§ **Aufgabenstellung**
Schreib die Zeilen von der Zeile mit „Outline every instance of the woman“ bis zum Ende der Einträge wortgetreu ab, beide Enden eingeschlossen. Lass die Bilder dabei weg.

§ **Einträge zur Übung**

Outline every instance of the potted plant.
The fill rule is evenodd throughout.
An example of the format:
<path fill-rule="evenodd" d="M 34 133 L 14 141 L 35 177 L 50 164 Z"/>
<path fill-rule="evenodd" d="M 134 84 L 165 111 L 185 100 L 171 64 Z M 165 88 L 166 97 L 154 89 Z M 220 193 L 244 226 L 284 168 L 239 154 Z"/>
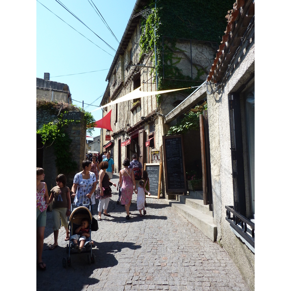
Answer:
<path fill-rule="evenodd" d="M 197 172 L 194 170 L 186 172 L 186 178 L 188 190 L 202 190 L 202 178 L 197 174 Z"/>

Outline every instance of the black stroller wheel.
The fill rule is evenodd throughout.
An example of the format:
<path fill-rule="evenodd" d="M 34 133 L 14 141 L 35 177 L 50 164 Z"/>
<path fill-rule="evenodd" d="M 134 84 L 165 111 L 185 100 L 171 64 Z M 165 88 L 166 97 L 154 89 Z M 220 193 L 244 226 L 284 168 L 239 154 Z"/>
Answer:
<path fill-rule="evenodd" d="M 94 255 L 92 255 L 92 256 L 91 258 L 91 263 L 92 264 L 95 264 L 95 257 L 94 257 Z"/>

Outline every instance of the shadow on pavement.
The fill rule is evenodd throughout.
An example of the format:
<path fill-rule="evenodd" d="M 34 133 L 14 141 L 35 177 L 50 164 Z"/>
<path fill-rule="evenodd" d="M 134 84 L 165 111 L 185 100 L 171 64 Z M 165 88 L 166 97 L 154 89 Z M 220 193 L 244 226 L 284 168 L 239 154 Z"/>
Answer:
<path fill-rule="evenodd" d="M 135 250 L 141 247 L 140 245 L 129 242 L 98 242 L 97 247 L 92 250 L 95 257 L 95 263 L 89 264 L 88 262 L 87 256 L 90 256 L 90 253 L 71 254 L 71 264 L 66 268 L 64 268 L 62 263 L 63 259 L 66 259 L 68 257 L 65 247 L 59 246 L 53 251 L 44 251 L 43 259 L 47 265 L 47 269 L 44 271 L 37 269 L 36 290 L 40 291 L 84 290 L 85 287 L 99 282 L 98 279 L 90 277 L 93 273 L 97 270 L 97 269 L 118 264 L 115 254 L 124 248 Z"/>

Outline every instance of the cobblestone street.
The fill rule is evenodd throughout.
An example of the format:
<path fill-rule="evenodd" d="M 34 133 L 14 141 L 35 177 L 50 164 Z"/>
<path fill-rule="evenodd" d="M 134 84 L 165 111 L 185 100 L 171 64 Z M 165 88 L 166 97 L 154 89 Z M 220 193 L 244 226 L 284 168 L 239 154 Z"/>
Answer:
<path fill-rule="evenodd" d="M 115 175 L 113 177 L 116 178 Z M 112 181 L 117 184 L 118 179 Z M 95 263 L 88 253 L 67 257 L 62 227 L 59 246 L 53 243 L 51 212 L 48 212 L 43 260 L 47 270 L 37 269 L 37 290 L 217 290 L 249 291 L 234 262 L 219 244 L 213 242 L 178 214 L 165 199 L 147 198 L 146 215 L 140 217 L 133 194 L 130 219 L 113 195 L 108 212 L 102 215 L 99 230 L 92 232 Z M 97 205 L 94 209 L 97 218 Z"/>

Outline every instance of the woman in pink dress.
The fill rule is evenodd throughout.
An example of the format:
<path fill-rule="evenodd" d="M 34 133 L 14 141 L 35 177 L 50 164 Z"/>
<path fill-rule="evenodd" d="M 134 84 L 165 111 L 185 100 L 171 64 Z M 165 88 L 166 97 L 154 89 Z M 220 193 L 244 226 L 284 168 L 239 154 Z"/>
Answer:
<path fill-rule="evenodd" d="M 119 185 L 121 186 L 121 204 L 125 205 L 127 213 L 126 219 L 129 219 L 129 207 L 131 202 L 133 191 L 136 193 L 136 185 L 133 171 L 129 169 L 130 162 L 126 159 L 122 164 L 124 168 L 119 172 Z"/>

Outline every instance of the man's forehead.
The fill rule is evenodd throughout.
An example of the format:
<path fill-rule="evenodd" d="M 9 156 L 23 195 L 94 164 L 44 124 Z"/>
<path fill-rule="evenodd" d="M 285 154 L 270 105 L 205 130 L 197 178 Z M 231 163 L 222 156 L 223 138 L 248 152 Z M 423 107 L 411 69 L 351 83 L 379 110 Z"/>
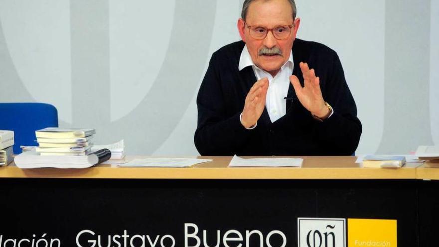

§ **Ergebnis**
Outline every instance of the woman in pink dress.
The fill rule is evenodd throughout.
An example of the format:
<path fill-rule="evenodd" d="M 34 133 L 14 141 L 35 177 L 50 164 Z"/>
<path fill-rule="evenodd" d="M 134 84 L 165 111 L 185 100 L 171 64 Z M 165 88 L 166 97 L 154 89 Z M 220 193 L 244 226 L 284 168 L 239 154 Z"/>
Answer:
<path fill-rule="evenodd" d="M 119 185 L 121 186 L 121 204 L 125 205 L 127 213 L 126 219 L 129 219 L 129 207 L 131 202 L 133 191 L 136 193 L 136 185 L 133 171 L 129 169 L 130 162 L 126 159 L 122 164 L 124 168 L 119 172 Z"/>

Outline every instance of the man's forehead.
The fill rule is evenodd throughout.
An example of the format:
<path fill-rule="evenodd" d="M 9 156 L 23 195 L 94 164 L 44 124 Z"/>
<path fill-rule="evenodd" d="M 285 154 L 270 105 L 205 130 L 197 178 Z M 231 163 L 222 156 L 223 138 L 248 152 Z M 423 107 L 411 69 L 351 83 L 379 110 Z"/>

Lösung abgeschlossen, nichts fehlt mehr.